**Aim of the exercise**.
Word for word, transcribe the lines from the one containing "TARGET = side ladder" through the end of the entries, both included, and nothing else.

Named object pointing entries
"""

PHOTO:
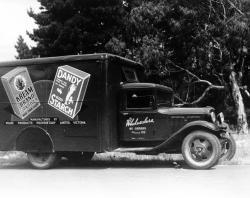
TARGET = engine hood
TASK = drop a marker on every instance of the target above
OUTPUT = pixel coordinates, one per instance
(185, 110)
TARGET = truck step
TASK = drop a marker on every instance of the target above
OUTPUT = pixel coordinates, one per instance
(133, 150)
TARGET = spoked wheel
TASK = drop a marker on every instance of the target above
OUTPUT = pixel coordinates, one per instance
(42, 160)
(201, 150)
(228, 145)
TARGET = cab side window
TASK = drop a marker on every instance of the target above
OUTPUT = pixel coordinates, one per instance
(164, 98)
(140, 99)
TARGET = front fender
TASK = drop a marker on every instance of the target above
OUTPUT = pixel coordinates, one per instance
(177, 137)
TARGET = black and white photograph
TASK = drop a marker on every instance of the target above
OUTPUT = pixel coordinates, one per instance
(124, 98)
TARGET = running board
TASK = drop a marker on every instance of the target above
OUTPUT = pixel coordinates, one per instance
(133, 150)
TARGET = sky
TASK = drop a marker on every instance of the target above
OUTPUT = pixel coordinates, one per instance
(14, 21)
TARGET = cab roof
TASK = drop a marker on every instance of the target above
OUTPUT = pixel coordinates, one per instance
(145, 86)
(65, 59)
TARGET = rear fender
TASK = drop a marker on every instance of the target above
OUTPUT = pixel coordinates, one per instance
(34, 139)
(178, 136)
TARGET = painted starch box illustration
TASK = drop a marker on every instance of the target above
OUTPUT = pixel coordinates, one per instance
(20, 91)
(68, 90)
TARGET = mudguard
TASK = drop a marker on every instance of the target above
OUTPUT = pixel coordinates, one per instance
(34, 139)
(185, 130)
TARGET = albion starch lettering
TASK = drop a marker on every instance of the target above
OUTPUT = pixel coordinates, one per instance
(20, 91)
(68, 90)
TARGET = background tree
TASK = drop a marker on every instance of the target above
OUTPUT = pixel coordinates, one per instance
(22, 49)
(203, 45)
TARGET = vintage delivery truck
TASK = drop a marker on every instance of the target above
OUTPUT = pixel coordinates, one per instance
(75, 106)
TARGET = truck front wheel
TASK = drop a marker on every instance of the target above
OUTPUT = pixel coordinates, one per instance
(201, 150)
(42, 160)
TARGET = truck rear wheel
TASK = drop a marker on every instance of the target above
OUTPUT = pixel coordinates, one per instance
(42, 160)
(201, 150)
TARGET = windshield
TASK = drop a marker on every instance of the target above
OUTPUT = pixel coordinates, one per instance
(164, 98)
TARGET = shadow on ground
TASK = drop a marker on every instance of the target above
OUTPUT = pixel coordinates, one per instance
(18, 160)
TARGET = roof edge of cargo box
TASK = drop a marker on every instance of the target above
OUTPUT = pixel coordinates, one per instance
(68, 58)
(137, 85)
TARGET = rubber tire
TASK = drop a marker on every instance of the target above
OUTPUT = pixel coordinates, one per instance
(36, 161)
(231, 151)
(216, 147)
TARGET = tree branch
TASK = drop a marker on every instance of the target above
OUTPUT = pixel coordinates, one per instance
(181, 68)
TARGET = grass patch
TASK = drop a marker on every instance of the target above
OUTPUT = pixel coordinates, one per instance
(242, 156)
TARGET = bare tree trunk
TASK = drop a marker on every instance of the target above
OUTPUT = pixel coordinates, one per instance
(239, 105)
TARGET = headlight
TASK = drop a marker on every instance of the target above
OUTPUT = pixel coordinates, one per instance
(213, 117)
(221, 117)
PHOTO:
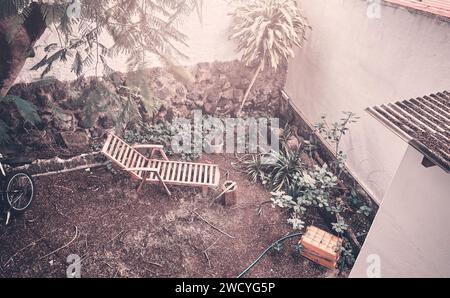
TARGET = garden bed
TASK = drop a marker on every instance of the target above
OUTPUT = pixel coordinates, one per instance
(121, 234)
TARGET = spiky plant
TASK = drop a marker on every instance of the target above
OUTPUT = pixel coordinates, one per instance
(266, 32)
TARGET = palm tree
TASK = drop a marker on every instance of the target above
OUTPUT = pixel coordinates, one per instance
(138, 28)
(266, 32)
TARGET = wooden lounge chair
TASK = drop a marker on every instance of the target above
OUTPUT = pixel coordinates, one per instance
(164, 171)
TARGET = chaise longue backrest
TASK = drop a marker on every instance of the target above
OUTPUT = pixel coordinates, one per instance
(124, 155)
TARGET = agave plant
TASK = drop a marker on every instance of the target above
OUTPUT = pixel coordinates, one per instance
(266, 31)
(285, 168)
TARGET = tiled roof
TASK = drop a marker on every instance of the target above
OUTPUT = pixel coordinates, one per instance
(439, 7)
(424, 122)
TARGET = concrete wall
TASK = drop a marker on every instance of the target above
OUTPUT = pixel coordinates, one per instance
(207, 41)
(410, 231)
(351, 62)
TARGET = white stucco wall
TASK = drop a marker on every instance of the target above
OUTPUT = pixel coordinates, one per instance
(410, 233)
(208, 41)
(351, 62)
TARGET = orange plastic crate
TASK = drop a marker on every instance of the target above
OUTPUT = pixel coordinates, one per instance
(321, 247)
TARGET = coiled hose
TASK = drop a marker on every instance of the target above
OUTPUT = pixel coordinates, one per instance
(266, 251)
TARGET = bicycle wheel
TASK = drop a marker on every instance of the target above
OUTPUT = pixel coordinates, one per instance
(20, 191)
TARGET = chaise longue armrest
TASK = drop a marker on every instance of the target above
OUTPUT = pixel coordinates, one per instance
(143, 169)
(147, 146)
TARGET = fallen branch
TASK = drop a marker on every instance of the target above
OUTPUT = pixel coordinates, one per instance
(213, 226)
(22, 249)
(57, 165)
(207, 258)
(350, 233)
(62, 247)
(115, 237)
(156, 264)
(89, 166)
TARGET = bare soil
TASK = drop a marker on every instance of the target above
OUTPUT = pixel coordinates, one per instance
(122, 234)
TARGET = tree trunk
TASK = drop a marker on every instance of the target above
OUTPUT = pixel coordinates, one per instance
(247, 93)
(14, 53)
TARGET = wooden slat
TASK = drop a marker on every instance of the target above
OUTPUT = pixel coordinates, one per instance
(168, 171)
(183, 177)
(130, 158)
(107, 143)
(180, 169)
(205, 176)
(211, 174)
(172, 172)
(112, 146)
(163, 169)
(189, 174)
(175, 169)
(117, 149)
(194, 178)
(124, 156)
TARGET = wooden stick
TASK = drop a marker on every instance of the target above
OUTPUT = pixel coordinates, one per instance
(213, 226)
(62, 247)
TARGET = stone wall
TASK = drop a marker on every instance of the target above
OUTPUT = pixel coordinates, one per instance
(70, 122)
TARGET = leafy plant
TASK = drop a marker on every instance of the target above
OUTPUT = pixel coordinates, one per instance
(27, 111)
(312, 188)
(137, 27)
(266, 32)
(333, 133)
(283, 169)
(347, 256)
(340, 226)
(255, 169)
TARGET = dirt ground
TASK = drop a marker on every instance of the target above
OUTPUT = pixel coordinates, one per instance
(121, 234)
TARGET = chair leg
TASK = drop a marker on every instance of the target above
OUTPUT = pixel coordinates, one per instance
(141, 185)
(164, 184)
(204, 191)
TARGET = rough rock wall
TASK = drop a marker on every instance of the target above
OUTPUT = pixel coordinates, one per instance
(70, 122)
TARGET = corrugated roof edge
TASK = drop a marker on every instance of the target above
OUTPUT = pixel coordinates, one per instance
(417, 11)
(413, 142)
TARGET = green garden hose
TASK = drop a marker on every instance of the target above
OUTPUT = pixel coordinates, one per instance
(266, 251)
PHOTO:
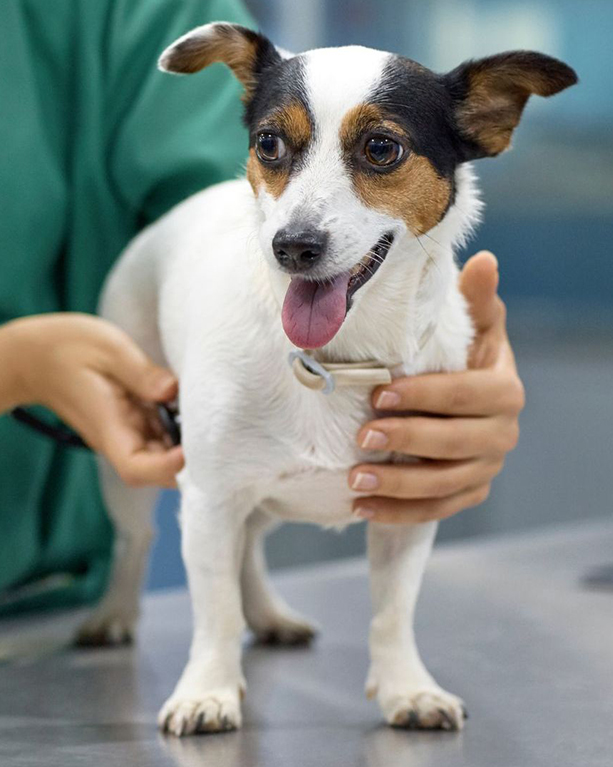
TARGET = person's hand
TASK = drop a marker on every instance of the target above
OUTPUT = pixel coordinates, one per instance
(467, 421)
(99, 382)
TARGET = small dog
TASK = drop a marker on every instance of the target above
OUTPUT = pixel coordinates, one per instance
(339, 241)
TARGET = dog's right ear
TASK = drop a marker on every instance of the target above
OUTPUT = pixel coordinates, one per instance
(245, 52)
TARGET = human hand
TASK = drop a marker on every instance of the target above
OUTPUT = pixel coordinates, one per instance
(468, 421)
(97, 380)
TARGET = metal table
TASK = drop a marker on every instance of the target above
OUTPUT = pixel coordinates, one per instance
(505, 623)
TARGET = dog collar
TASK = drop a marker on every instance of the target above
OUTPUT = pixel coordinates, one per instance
(326, 376)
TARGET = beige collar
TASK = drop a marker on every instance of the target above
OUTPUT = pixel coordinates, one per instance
(326, 376)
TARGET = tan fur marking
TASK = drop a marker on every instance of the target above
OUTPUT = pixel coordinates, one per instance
(293, 122)
(227, 46)
(493, 110)
(258, 175)
(414, 192)
(359, 120)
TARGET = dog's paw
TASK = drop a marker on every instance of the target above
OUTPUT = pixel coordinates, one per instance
(424, 709)
(284, 629)
(106, 630)
(217, 711)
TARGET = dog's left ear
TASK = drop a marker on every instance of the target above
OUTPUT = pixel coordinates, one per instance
(490, 94)
(245, 52)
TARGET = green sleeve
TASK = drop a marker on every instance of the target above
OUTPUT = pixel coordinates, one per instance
(174, 135)
(95, 144)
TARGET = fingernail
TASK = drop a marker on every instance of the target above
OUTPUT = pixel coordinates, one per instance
(364, 481)
(164, 378)
(387, 399)
(374, 440)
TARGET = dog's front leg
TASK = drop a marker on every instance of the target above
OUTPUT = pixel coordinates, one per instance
(207, 696)
(408, 695)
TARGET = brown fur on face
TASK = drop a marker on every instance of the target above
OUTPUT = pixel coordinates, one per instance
(413, 192)
(498, 88)
(294, 125)
(273, 179)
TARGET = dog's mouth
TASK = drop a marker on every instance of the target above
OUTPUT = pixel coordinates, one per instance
(313, 311)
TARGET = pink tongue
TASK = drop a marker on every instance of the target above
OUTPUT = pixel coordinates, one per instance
(313, 313)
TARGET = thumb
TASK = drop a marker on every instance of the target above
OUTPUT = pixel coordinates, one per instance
(479, 284)
(144, 379)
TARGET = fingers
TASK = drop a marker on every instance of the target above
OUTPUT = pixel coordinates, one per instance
(152, 465)
(401, 512)
(479, 284)
(424, 480)
(470, 393)
(441, 438)
(131, 367)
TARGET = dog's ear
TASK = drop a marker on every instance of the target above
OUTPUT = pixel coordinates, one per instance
(245, 52)
(489, 96)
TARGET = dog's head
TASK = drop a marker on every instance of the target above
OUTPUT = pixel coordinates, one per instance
(352, 148)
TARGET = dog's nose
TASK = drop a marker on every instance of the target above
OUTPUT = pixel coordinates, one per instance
(298, 251)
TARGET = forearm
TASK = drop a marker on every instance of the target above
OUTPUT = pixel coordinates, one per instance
(13, 388)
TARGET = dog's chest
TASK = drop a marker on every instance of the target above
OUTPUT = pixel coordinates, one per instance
(313, 484)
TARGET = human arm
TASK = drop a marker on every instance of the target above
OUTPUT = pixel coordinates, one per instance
(467, 422)
(94, 377)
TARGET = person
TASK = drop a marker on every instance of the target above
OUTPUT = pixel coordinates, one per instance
(100, 144)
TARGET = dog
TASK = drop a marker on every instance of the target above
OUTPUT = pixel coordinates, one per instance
(338, 249)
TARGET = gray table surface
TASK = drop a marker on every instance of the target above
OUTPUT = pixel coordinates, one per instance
(505, 623)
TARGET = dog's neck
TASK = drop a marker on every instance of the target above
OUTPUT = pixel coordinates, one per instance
(399, 310)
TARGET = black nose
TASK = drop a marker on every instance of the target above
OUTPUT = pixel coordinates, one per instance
(298, 251)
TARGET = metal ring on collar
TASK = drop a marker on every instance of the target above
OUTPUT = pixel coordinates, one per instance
(315, 368)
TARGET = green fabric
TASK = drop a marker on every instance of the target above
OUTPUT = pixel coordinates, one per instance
(95, 143)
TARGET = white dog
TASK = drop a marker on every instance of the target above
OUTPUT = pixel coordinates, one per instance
(340, 241)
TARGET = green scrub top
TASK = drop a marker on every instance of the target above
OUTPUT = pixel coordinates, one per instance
(95, 143)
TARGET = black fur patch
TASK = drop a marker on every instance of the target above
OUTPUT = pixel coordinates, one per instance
(279, 83)
(420, 101)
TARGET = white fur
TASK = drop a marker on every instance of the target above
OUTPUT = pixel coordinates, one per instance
(201, 292)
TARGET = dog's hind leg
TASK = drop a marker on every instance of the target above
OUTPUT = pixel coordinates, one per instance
(267, 615)
(409, 697)
(113, 620)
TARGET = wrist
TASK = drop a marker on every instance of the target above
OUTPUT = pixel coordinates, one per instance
(16, 358)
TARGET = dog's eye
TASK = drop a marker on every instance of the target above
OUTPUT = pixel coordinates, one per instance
(270, 147)
(381, 151)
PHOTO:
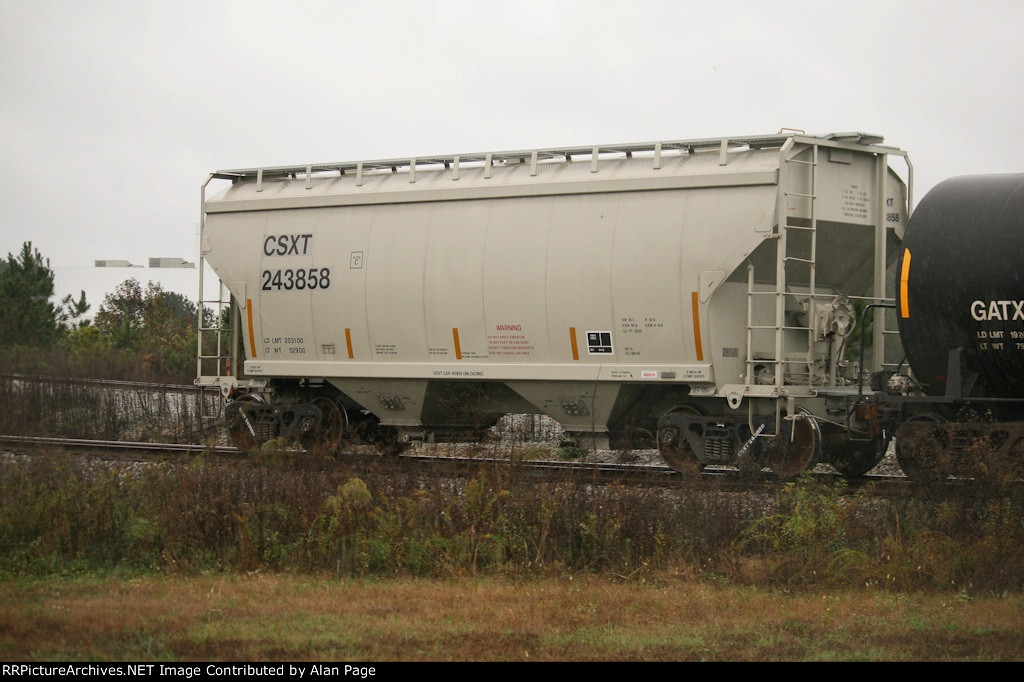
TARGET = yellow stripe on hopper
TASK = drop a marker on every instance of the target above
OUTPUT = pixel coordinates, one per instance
(904, 276)
(695, 301)
(252, 337)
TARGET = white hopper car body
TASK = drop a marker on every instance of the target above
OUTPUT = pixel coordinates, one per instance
(699, 294)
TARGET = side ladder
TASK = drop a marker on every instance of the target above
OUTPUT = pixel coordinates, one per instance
(790, 253)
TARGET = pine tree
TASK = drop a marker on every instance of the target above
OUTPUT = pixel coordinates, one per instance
(28, 317)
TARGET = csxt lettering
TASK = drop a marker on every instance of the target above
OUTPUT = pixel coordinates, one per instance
(287, 245)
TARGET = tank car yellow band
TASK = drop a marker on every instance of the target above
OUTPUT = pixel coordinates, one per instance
(904, 297)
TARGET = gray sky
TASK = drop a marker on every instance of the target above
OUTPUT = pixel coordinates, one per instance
(113, 113)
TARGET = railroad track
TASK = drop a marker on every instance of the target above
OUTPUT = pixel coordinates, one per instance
(449, 465)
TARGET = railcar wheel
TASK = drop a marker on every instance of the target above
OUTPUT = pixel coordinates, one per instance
(241, 429)
(327, 433)
(796, 446)
(676, 449)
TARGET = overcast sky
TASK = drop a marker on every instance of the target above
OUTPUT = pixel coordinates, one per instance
(112, 114)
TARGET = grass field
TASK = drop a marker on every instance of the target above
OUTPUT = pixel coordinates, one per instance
(268, 617)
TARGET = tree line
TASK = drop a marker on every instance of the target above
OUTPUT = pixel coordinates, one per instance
(146, 331)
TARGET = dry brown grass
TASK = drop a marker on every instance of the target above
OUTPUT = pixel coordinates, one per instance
(281, 617)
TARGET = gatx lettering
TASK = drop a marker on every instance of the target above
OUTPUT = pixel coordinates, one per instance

"""

**The solution**.
TARGET = side ladder
TASK = drop a marker on every instance of the target above
OUTPUT = pixel coordinates, one per instance
(790, 253)
TARGET = pine tree
TASK = drop a marker on every instance of the target above
OUTPUT = pixel coordinates, one per instance
(28, 317)
TARGET = csxt lettering
TASK = drop a marker on every instance of the target above
OUTPUT = pixel coordinates, one per instance
(287, 245)
TARGET = tank car yellow band
TASK = drop a marker on every instance of the target above
OUTPUT = pixel coordinates, one per instance
(904, 297)
TARGET = gray sky
TASK = drop a marker on every instance of the target above
OUTPUT = pixel coordinates, one per instance
(113, 113)
TARGET = railroad track
TASK = drop a marker on every instance of the target above
OUTPUT = pixel coordinates, one per instance
(449, 465)
TARGET = railcar wheel
TASK = drop a marker on every instance of the target above
OUTPUT = pixel coordinates, one per instance
(241, 429)
(327, 433)
(796, 446)
(676, 449)
TARGET = overcast sky
TASK = drop a marker on every instance of the target above
OUTPUT = pixel coordinates, one per instance
(112, 114)
TARGET = grass field
TASK = drop a marker on every instance of the target above
OUTPUT = pixel coordinates, one per instance
(268, 617)
TARGET = tree line
TASK = drop a marker on every instance of the target above
OUTPUT = pixel coordinates, one per instance
(146, 331)
TARGET = dry brown grass
TASK = drop a marker on every instance of the target above
OUTPUT = pixel coordinates, one per instance
(281, 617)
TARGET = gatx lettering
TASK = drop a marker on every instance of the target above
OUTPUT = pixel coordinates, one per instance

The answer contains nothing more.